Output each entry verbatim and exclude every picture from it.
*** Opening Source information ***
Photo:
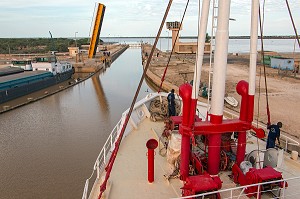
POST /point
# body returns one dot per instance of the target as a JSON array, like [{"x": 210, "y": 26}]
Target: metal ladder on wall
[{"x": 212, "y": 49}]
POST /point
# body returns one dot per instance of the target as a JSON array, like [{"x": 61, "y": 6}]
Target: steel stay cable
[
  {"x": 118, "y": 142},
  {"x": 295, "y": 29},
  {"x": 163, "y": 77},
  {"x": 261, "y": 23},
  {"x": 264, "y": 65}
]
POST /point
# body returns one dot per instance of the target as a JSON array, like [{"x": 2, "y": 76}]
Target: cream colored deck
[
  {"x": 129, "y": 174},
  {"x": 129, "y": 177}
]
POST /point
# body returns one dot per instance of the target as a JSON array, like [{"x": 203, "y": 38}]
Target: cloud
[{"x": 125, "y": 18}]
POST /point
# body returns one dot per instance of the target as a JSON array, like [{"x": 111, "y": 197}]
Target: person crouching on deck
[
  {"x": 171, "y": 103},
  {"x": 274, "y": 134}
]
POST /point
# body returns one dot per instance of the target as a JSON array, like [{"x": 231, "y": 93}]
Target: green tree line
[{"x": 38, "y": 45}]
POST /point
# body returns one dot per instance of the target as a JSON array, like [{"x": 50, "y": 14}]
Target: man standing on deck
[
  {"x": 274, "y": 134},
  {"x": 171, "y": 103}
]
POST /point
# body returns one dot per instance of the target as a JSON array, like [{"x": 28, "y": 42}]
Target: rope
[
  {"x": 163, "y": 77},
  {"x": 118, "y": 142}
]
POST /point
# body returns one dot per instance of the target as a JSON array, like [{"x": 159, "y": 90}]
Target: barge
[{"x": 46, "y": 71}]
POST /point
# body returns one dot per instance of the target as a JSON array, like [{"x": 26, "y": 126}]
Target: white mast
[
  {"x": 202, "y": 27},
  {"x": 253, "y": 46},
  {"x": 220, "y": 62}
]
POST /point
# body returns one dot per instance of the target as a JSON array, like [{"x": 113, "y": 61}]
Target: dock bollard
[{"x": 151, "y": 145}]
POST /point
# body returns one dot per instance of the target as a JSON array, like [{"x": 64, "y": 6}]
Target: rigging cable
[
  {"x": 295, "y": 29},
  {"x": 163, "y": 77},
  {"x": 264, "y": 65},
  {"x": 261, "y": 23},
  {"x": 118, "y": 142}
]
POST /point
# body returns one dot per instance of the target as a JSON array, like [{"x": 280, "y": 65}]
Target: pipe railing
[
  {"x": 241, "y": 189},
  {"x": 103, "y": 157}
]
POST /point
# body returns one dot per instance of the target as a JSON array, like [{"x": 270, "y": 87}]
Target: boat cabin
[
  {"x": 50, "y": 63},
  {"x": 24, "y": 64}
]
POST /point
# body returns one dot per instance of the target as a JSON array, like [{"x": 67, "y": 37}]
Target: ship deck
[{"x": 129, "y": 174}]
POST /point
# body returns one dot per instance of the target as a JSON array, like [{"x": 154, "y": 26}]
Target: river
[{"x": 48, "y": 148}]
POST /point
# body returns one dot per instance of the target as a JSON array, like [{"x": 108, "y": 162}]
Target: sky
[{"x": 35, "y": 18}]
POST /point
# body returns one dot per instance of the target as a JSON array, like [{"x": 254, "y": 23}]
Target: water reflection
[
  {"x": 48, "y": 148},
  {"x": 101, "y": 95}
]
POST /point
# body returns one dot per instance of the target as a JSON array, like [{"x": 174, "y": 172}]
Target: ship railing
[
  {"x": 103, "y": 157},
  {"x": 288, "y": 140},
  {"x": 290, "y": 189}
]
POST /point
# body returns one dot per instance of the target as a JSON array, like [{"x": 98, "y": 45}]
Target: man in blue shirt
[
  {"x": 274, "y": 134},
  {"x": 171, "y": 103}
]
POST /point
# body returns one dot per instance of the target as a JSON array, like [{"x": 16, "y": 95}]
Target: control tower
[
  {"x": 175, "y": 27},
  {"x": 183, "y": 47}
]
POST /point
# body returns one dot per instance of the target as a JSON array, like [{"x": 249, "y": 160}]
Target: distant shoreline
[
  {"x": 182, "y": 37},
  {"x": 195, "y": 37}
]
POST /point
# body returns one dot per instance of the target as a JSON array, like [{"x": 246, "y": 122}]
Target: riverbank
[
  {"x": 96, "y": 64},
  {"x": 283, "y": 88}
]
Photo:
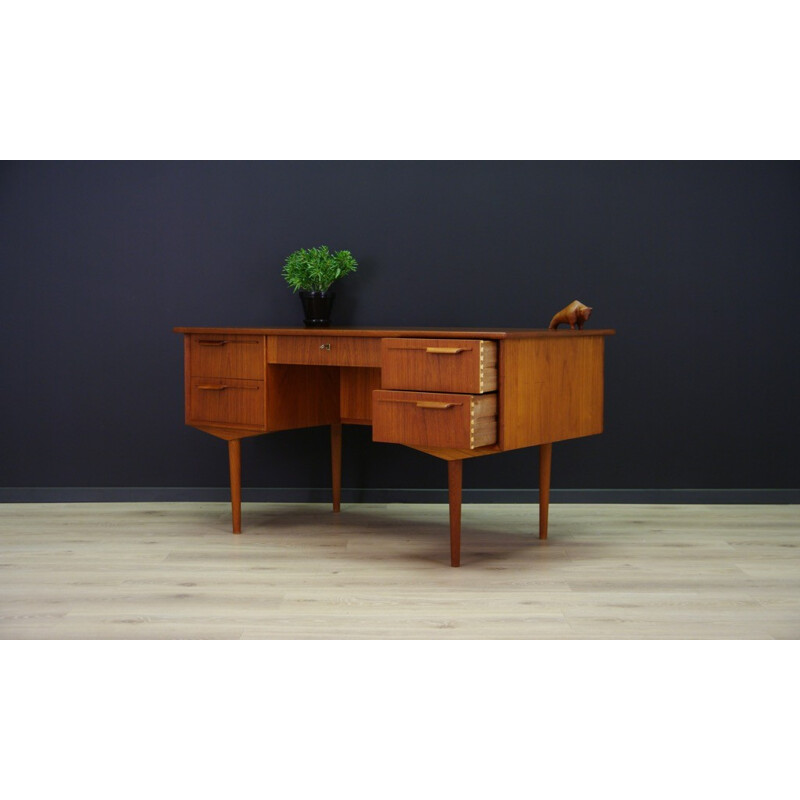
*** Closing Source information ***
Solution to the problem =
Photo:
POST /point
# body returns one dot per instance of the target as a JSON array, like [{"x": 210, "y": 26}]
Target: metal ladder on wall
[{"x": 212, "y": 49}]
POST /point
# body returns one dot per instance of the target as a JSON array, like [{"x": 61, "y": 6}]
Target: steel stay cable
[
  {"x": 118, "y": 142},
  {"x": 295, "y": 29},
  {"x": 163, "y": 77},
  {"x": 261, "y": 23},
  {"x": 264, "y": 65}
]
POST /point
# body returns one dot per instance of the target as a JSON array, like [{"x": 2, "y": 76}]
Target: cream colored deck
[
  {"x": 129, "y": 174},
  {"x": 129, "y": 177}
]
POST /point
# body returns one dot per instance of the target as a JSON array, like [{"x": 203, "y": 38}]
Target: cloud
[{"x": 125, "y": 18}]
POST /point
# body returns one dot per instance of the target as a JSON array, like [{"x": 111, "y": 197}]
Target: person crouching on deck
[
  {"x": 171, "y": 103},
  {"x": 274, "y": 134}
]
POST /point
# body returns one dot per instance of the target as a JSON array, like [{"x": 231, "y": 93}]
Target: green tree line
[{"x": 38, "y": 45}]
POST /point
# body returns one dot per instance of the target as a JSON array, like [{"x": 50, "y": 14}]
Target: man standing on deck
[
  {"x": 274, "y": 134},
  {"x": 171, "y": 103}
]
POST /point
# body returns one dot per instance of the target as a JSON array, like [{"x": 28, "y": 42}]
Target: rope
[
  {"x": 163, "y": 77},
  {"x": 118, "y": 142}
]
POST /point
# body returns one dot per instance of the target as a JSON array, like [{"x": 159, "y": 90}]
Target: barge
[{"x": 46, "y": 71}]
POST /point
# body returns one dot per instance of the target as a JSON array, like [{"x": 26, "y": 126}]
Target: white mast
[
  {"x": 202, "y": 27},
  {"x": 253, "y": 46},
  {"x": 220, "y": 62}
]
POST /point
# body returns one dot per instance of the target as a JSON array, like [{"x": 113, "y": 61}]
Target: dock bollard
[{"x": 151, "y": 145}]
POST /point
# body returns one dot per instance of the target as a JSON array, like [{"x": 64, "y": 6}]
Target: rigging cable
[
  {"x": 295, "y": 29},
  {"x": 163, "y": 77},
  {"x": 264, "y": 65},
  {"x": 261, "y": 23},
  {"x": 118, "y": 142}
]
POST /point
# body returns one dot per instance of the target as a JSON array, like [{"x": 280, "y": 65}]
Target: pipe railing
[
  {"x": 241, "y": 189},
  {"x": 103, "y": 157}
]
POST /point
# body returns one dot per instance of the target as a JSON array, like [{"x": 270, "y": 87}]
Target: boat cabin
[
  {"x": 50, "y": 63},
  {"x": 24, "y": 64}
]
POST /point
# body returns one dot per instance of the target as a JSON array, like [{"x": 67, "y": 37}]
Target: ship deck
[{"x": 129, "y": 174}]
POST /point
# body returns one dot per instance of the target as a JSON array, like [{"x": 154, "y": 26}]
Target: river
[{"x": 48, "y": 148}]
POST /point
# body returns one dot per instance of the target as a JSON array, like [{"x": 108, "y": 162}]
Target: sky
[{"x": 35, "y": 18}]
POST /point
# body returns one dot per instance of the target as a JSON array, like [{"x": 254, "y": 23}]
Target: water reflection
[
  {"x": 48, "y": 148},
  {"x": 101, "y": 95}
]
POST /point
# body returns one dot per instance of the target as a JSON array, like [{"x": 174, "y": 172}]
Target: ship railing
[
  {"x": 103, "y": 157},
  {"x": 288, "y": 140},
  {"x": 290, "y": 189}
]
POST /point
# body returns one dot per instance of the target as a JSON array, like [{"x": 98, "y": 45}]
Target: man in blue shirt
[
  {"x": 274, "y": 134},
  {"x": 171, "y": 103}
]
POST /point
# body returns one dot per instance of the target as a JSON array, like [{"x": 16, "y": 95}]
Target: control tower
[
  {"x": 175, "y": 27},
  {"x": 183, "y": 47}
]
POST /point
# body returns one dot per instance of the target as a JSON array, like [{"x": 249, "y": 160}]
Target: distant shoreline
[
  {"x": 182, "y": 37},
  {"x": 195, "y": 37}
]
POST /point
# body returns one dot per instance of the target as a JSON array, like [{"x": 246, "y": 122}]
Target: riverbank
[
  {"x": 96, "y": 64},
  {"x": 283, "y": 88}
]
Photo:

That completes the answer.